** WORK TO BE COMPLETED **
Here are records with pictures in them. Copy all of them exactly and leave the pictures out.

** RECORDS PROVIDED **
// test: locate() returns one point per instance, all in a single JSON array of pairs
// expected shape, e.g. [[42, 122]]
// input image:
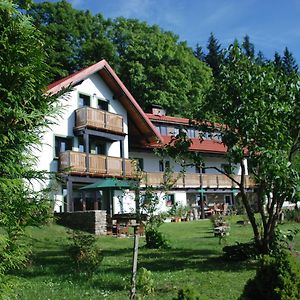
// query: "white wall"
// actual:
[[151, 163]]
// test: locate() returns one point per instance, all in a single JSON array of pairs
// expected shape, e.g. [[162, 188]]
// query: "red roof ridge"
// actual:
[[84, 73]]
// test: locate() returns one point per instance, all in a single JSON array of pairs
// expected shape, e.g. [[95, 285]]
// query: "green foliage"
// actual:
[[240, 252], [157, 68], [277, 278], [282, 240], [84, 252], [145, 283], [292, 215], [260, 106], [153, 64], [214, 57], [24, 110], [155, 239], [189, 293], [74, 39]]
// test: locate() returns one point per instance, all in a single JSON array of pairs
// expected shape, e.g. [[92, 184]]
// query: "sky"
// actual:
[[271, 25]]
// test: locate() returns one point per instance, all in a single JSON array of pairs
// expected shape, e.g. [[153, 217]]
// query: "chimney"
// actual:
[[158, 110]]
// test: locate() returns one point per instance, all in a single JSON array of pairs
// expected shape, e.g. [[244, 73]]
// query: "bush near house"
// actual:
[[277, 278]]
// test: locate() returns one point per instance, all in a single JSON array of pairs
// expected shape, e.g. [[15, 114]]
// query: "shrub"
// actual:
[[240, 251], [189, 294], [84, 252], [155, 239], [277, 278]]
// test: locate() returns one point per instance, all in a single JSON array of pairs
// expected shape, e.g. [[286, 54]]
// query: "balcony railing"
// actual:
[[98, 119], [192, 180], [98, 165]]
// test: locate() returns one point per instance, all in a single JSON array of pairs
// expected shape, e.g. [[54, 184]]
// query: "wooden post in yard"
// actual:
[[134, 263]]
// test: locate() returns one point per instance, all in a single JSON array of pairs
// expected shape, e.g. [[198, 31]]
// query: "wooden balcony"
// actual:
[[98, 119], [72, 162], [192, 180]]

** EXERCISE ANSWER **
// test: locate() returns one point per instance, all in a single JSON array of pairs
// expected shape, e.g. [[42, 122]]
// input image:
// query: "white wall"
// actual:
[[151, 163]]
// test: locate() returns one point per instance, all in a single JSON array of pairs
// expected shape, e.g. [[162, 188]]
// query: "red roof ridge"
// actual:
[[84, 73]]
// test: locate() returns one point per instance, all in a single JSON array of pairs
// expected shape, e.g. [[95, 285]]
// query: "green foliage"
// actual:
[[240, 252], [157, 68], [277, 278], [282, 240], [84, 252], [145, 283], [292, 215], [260, 106], [153, 64], [214, 57], [24, 110], [155, 239], [189, 293], [74, 39]]
// test: locate() returns one point per instance, all in a single JSON array of pairs
// expected shape, e.g. [[92, 184]]
// query: "sky"
// actual:
[[271, 25]]
// test: locate() returns one point per instance, all in a single JSON array of pairs
// expected shape, e.g. [[153, 217]]
// query: "chimney"
// actual:
[[158, 110]]
// test: locate() returns one point per instance, all in a single JSON array of pairs
// expected shape, e.g. [[244, 73]]
// query: "bush near house"
// actual:
[[277, 278]]
// test: locate() returns one point per instance, all in a single JSON array of pairs
// expected shape, e.g. [[15, 114]]
// query: "shrub"
// actual:
[[240, 251], [189, 294], [84, 252], [155, 239], [277, 278]]
// test: locate() returns one point per instance, all in a single JSON array of pairs
// expected shape, e.g. [[286, 54]]
// query: "balcony railing"
// actual:
[[98, 119], [192, 180], [98, 165]]
// test: locate() returns one point per instance, all in a single JSON array of pairs
// expected shape, e.g. [[54, 184]]
// query: "wooden post in yard"
// actual:
[[134, 263]]
// test: locate() returns one point per instance, all in a single JSON array of pairs
// expected shape, e.g. [[198, 31]]
// query: "wooden balcony"
// actual:
[[98, 119], [72, 162], [192, 180]]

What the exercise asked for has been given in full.